Reproduce every item below word for word, keeping them in the same order.

DATA FOR PROCESSING ▸
Start

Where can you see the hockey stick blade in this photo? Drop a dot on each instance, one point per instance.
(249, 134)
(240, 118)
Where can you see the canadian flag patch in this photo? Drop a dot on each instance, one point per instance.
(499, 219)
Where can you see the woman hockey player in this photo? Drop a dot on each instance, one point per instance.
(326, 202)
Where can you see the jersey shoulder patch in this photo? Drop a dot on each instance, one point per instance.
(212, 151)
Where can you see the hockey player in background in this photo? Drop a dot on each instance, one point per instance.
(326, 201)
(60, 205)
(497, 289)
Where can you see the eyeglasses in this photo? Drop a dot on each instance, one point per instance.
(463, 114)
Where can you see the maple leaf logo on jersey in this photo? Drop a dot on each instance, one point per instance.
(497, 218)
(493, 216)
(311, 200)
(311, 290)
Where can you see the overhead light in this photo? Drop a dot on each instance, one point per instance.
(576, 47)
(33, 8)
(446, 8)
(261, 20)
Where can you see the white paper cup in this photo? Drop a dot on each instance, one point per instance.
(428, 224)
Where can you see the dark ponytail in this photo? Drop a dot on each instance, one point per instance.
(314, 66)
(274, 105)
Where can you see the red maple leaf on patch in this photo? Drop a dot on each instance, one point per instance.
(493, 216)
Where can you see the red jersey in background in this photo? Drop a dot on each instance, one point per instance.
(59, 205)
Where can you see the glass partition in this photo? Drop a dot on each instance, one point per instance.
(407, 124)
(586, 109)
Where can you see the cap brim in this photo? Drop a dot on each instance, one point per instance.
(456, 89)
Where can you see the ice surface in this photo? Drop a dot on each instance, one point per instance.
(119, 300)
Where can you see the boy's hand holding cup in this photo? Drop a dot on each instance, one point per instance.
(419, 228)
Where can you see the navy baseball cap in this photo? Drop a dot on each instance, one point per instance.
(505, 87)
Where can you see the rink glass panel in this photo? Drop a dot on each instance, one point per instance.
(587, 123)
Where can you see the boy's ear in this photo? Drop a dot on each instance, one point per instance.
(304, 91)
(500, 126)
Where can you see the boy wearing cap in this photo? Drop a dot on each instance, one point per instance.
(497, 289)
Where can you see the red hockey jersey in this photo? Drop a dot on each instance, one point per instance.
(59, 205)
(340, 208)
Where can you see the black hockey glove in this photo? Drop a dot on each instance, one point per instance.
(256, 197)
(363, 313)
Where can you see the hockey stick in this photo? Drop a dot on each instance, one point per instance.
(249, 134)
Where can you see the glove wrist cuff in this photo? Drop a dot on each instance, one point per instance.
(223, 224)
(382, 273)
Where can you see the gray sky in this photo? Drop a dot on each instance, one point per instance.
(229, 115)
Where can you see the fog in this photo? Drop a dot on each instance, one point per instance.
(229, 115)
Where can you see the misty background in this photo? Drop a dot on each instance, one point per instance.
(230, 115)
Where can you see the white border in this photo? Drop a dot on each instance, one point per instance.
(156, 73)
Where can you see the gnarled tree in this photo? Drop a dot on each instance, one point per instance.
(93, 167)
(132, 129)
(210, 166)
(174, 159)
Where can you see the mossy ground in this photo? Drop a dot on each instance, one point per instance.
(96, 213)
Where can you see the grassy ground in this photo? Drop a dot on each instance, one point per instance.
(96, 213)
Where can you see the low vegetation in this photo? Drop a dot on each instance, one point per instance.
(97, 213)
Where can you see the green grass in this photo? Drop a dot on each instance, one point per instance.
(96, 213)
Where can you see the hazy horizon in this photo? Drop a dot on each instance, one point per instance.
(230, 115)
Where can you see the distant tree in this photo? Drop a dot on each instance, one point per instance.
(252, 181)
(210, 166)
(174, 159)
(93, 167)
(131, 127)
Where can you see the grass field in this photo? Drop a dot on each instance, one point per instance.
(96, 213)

End

RESULT OF THIS EXERCISE ▸
Where can you see the hockey stick blade in this photo? Drop a dot on each instance, one point per instance.
(249, 134)
(240, 118)
Where can you see the canadian flag patch in this photo? Drop a dot on each instance, one point per instance.
(499, 219)
Where can you see the woman hockey player in this photo? Drop a dot on each instance, one point per instance.
(326, 202)
Where can you see the jersey shoulder patch in this photo? Drop a dot on each instance, one point per instance.
(212, 151)
Where can you see the hockey player in background in this photo? Drop a dot on each instance, one point per instance.
(326, 201)
(60, 205)
(497, 289)
Where can you see the eyeglasses in this photo? Drop a dot on each instance, one point per instance.
(463, 114)
Where can you see the maple leaf logo on jersey in this photo? Drop a dot on each instance, one point per instance.
(497, 218)
(493, 216)
(311, 200)
(311, 290)
Where can you see the overhead light in this photo? Drop a dot on each instance, one point per instance.
(576, 47)
(33, 8)
(446, 8)
(261, 20)
Where can you see the white paper cup in this photo? Drop a dot on each instance, one point per instance.
(428, 224)
Where can you see the dark ponytail in this photo? Drop a dot on each instance, one point per instance.
(314, 66)
(274, 105)
Where can you see the red maple leaf on patch in this photo? Drop a dot on each instance, one point per instance.
(493, 216)
Where can you see the red jersey in background in this photo? Drop a dot on each instance, one point per instance.
(59, 205)
Where can you see the glass partition in this photo? Drop a dot on each instance, one point per instance.
(407, 124)
(586, 109)
Where can you see the cap brim in this photo? Drop a dot on each instance, one point per instance.
(456, 89)
Where can you see the ice surface in this photo? Drop a dot on each instance, one point per instance.
(119, 300)
Where can you see the boy's hand holding cup in this photo? Drop a dot on each instance, one point per instance.
(419, 228)
Where can you see the navy baseball cap in this photo? Drop a dot on each instance, one point per instance.
(505, 87)
Where can you see the rink glass panel in this photo? Drop a dot on each instance, one point per instance.
(587, 123)
Where can you see the boy's ear in this photo? Drop a dot on each instance, one point per instance.
(304, 91)
(500, 126)
Where can you see the boy wearing cap in this photo? Drop a dot on each instance, one point per instance.
(497, 289)
Where can you see the red hockey jersey in this photo? Drop a dot on each instance, one point per instance.
(59, 205)
(340, 208)
Where can you see the black hockey glove in this photo? Drop a dot on each instance, one point per instance.
(256, 197)
(363, 313)
Where can you see the hockey stick in this photo? Drop a dot on each instance, one point per instance.
(249, 134)
Where can you see the glove wrist cuff in this photo? Drop a dot on each instance, one point per instance.
(223, 224)
(382, 273)
Where can you see the gray sky in this photo? Drop a dot on each instance, one point per instance.
(229, 115)
Where can you see the fog in this photo? Drop a dot on each instance, one point per instance.
(229, 115)
Where can you see the misty background in this photo? Drop a dot on each instance, one point per instance.
(230, 115)
Where can you see the white border in this photo? Drop a dot on each instance, one point per instance.
(156, 73)
Where can you see the gnarled tree in this photo? Drop a dot on each instance, one point per instance.
(93, 167)
(132, 129)
(210, 166)
(174, 159)
Where can you see the mossy ground in this photo? Drop a dot on each instance, one point per instance.
(96, 213)
Where can you see the grassy ground in this photo? Drop a dot on each instance, one point per instance.
(96, 213)
Where can you see the low vegetation in this photo? Drop a dot on each instance, one point per instance.
(97, 213)
Where can you see the green grass in this photo? Drop a dot on each instance, one point per instance.
(96, 213)
Where can you see the hazy horizon in this photo? Drop a dot on each instance, one point per instance.
(230, 115)
Where can you see the distant tree in this photo? Drop a dot on each instance, one point per instance.
(252, 181)
(210, 166)
(174, 159)
(93, 167)
(131, 127)
Where can you see the grass field in this photo? Drop a dot on each instance, one point per instance.
(96, 213)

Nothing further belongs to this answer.